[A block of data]
.....

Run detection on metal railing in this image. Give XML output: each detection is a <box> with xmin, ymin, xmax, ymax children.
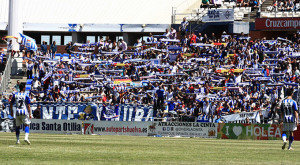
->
<box><xmin>0</xmin><ymin>55</ymin><xmax>12</xmax><ymax>94</ymax></box>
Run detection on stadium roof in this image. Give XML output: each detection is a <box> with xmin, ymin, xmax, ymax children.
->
<box><xmin>0</xmin><ymin>0</ymin><xmax>199</xmax><ymax>25</ymax></box>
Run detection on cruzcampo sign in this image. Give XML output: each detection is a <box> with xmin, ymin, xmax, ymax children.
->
<box><xmin>218</xmin><ymin>123</ymin><xmax>282</xmax><ymax>140</ymax></box>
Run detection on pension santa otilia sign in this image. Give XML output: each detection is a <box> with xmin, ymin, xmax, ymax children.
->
<box><xmin>255</xmin><ymin>17</ymin><xmax>300</xmax><ymax>30</ymax></box>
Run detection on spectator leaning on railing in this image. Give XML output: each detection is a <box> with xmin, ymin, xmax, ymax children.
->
<box><xmin>16</xmin><ymin>30</ymin><xmax>300</xmax><ymax>122</ymax></box>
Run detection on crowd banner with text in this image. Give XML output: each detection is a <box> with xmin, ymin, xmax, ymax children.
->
<box><xmin>202</xmin><ymin>9</ymin><xmax>234</xmax><ymax>22</ymax></box>
<box><xmin>218</xmin><ymin>123</ymin><xmax>282</xmax><ymax>140</ymax></box>
<box><xmin>255</xmin><ymin>17</ymin><xmax>300</xmax><ymax>30</ymax></box>
<box><xmin>1</xmin><ymin>103</ymin><xmax>153</xmax><ymax>121</ymax></box>
<box><xmin>21</xmin><ymin>119</ymin><xmax>82</xmax><ymax>134</ymax></box>
<box><xmin>83</xmin><ymin>121</ymin><xmax>151</xmax><ymax>136</ymax></box>
<box><xmin>221</xmin><ymin>111</ymin><xmax>260</xmax><ymax>123</ymax></box>
<box><xmin>148</xmin><ymin>121</ymin><xmax>218</xmax><ymax>138</ymax></box>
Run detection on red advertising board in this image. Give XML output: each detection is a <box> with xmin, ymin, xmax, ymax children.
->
<box><xmin>255</xmin><ymin>17</ymin><xmax>300</xmax><ymax>30</ymax></box>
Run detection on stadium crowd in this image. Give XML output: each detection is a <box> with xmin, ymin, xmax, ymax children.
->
<box><xmin>0</xmin><ymin>21</ymin><xmax>300</xmax><ymax>122</ymax></box>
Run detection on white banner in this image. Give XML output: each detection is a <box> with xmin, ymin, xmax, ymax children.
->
<box><xmin>221</xmin><ymin>111</ymin><xmax>260</xmax><ymax>124</ymax></box>
<box><xmin>148</xmin><ymin>122</ymin><xmax>218</xmax><ymax>138</ymax></box>
<box><xmin>21</xmin><ymin>119</ymin><xmax>82</xmax><ymax>134</ymax></box>
<box><xmin>202</xmin><ymin>9</ymin><xmax>234</xmax><ymax>22</ymax></box>
<box><xmin>84</xmin><ymin>121</ymin><xmax>151</xmax><ymax>136</ymax></box>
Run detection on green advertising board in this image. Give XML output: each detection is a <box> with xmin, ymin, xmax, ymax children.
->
<box><xmin>218</xmin><ymin>123</ymin><xmax>282</xmax><ymax>140</ymax></box>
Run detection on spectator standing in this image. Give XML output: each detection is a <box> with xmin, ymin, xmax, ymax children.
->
<box><xmin>27</xmin><ymin>61</ymin><xmax>34</xmax><ymax>79</ymax></box>
<box><xmin>119</xmin><ymin>39</ymin><xmax>127</xmax><ymax>51</ymax></box>
<box><xmin>179</xmin><ymin>17</ymin><xmax>189</xmax><ymax>38</ymax></box>
<box><xmin>50</xmin><ymin>41</ymin><xmax>57</xmax><ymax>58</ymax></box>
<box><xmin>65</xmin><ymin>42</ymin><xmax>74</xmax><ymax>56</ymax></box>
<box><xmin>41</xmin><ymin>41</ymin><xmax>47</xmax><ymax>55</ymax></box>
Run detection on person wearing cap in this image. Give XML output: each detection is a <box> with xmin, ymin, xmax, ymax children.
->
<box><xmin>119</xmin><ymin>39</ymin><xmax>127</xmax><ymax>51</ymax></box>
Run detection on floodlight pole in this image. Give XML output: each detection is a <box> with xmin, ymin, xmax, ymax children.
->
<box><xmin>8</xmin><ymin>0</ymin><xmax>25</xmax><ymax>51</ymax></box>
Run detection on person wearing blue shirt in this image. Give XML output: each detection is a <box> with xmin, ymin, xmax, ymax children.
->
<box><xmin>155</xmin><ymin>85</ymin><xmax>165</xmax><ymax>110</ymax></box>
<box><xmin>50</xmin><ymin>41</ymin><xmax>57</xmax><ymax>58</ymax></box>
<box><xmin>41</xmin><ymin>41</ymin><xmax>47</xmax><ymax>55</ymax></box>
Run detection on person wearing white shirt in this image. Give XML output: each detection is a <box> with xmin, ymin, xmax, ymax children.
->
<box><xmin>163</xmin><ymin>29</ymin><xmax>171</xmax><ymax>38</ymax></box>
<box><xmin>170</xmin><ymin>28</ymin><xmax>177</xmax><ymax>39</ymax></box>
<box><xmin>133</xmin><ymin>39</ymin><xmax>142</xmax><ymax>47</ymax></box>
<box><xmin>119</xmin><ymin>39</ymin><xmax>127</xmax><ymax>51</ymax></box>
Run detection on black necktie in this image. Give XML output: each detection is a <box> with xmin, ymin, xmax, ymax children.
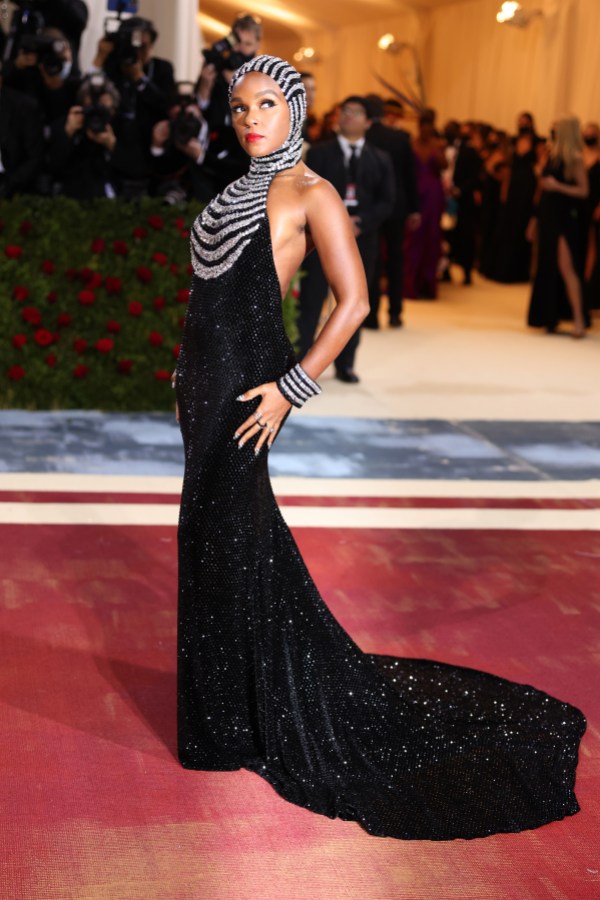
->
<box><xmin>348</xmin><ymin>144</ymin><xmax>358</xmax><ymax>184</ymax></box>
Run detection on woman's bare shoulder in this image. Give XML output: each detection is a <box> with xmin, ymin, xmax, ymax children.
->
<box><xmin>275</xmin><ymin>163</ymin><xmax>337</xmax><ymax>198</ymax></box>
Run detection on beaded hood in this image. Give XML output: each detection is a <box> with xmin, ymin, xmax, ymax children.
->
<box><xmin>192</xmin><ymin>56</ymin><xmax>306</xmax><ymax>278</ymax></box>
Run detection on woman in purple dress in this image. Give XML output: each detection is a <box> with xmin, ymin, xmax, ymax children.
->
<box><xmin>404</xmin><ymin>109</ymin><xmax>446</xmax><ymax>300</ymax></box>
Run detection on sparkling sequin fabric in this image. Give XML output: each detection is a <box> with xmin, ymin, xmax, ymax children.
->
<box><xmin>177</xmin><ymin>58</ymin><xmax>585</xmax><ymax>840</ymax></box>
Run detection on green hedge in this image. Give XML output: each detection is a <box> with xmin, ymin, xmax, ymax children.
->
<box><xmin>0</xmin><ymin>197</ymin><xmax>297</xmax><ymax>410</ymax></box>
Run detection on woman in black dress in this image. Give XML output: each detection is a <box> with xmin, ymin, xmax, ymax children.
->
<box><xmin>175</xmin><ymin>56</ymin><xmax>585</xmax><ymax>840</ymax></box>
<box><xmin>583</xmin><ymin>122</ymin><xmax>600</xmax><ymax>312</ymax></box>
<box><xmin>527</xmin><ymin>116</ymin><xmax>589</xmax><ymax>338</ymax></box>
<box><xmin>485</xmin><ymin>112</ymin><xmax>543</xmax><ymax>284</ymax></box>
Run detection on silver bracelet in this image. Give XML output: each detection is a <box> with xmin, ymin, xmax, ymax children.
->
<box><xmin>277</xmin><ymin>363</ymin><xmax>321</xmax><ymax>409</ymax></box>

.....

▶ **Task**
Please pick out every line in the data above that contains the word "railing", and copy each of those lines in full.

▶ **Correct response**
Run detection on metal railing in this image. Give XML output: each detection is a <box> with xmin, ymin, xmax, ymax children.
Run detection on spectator leaning on railing in this image. Give XML output: each detection is a <box> with xmin, ymin, xmax, ymax children.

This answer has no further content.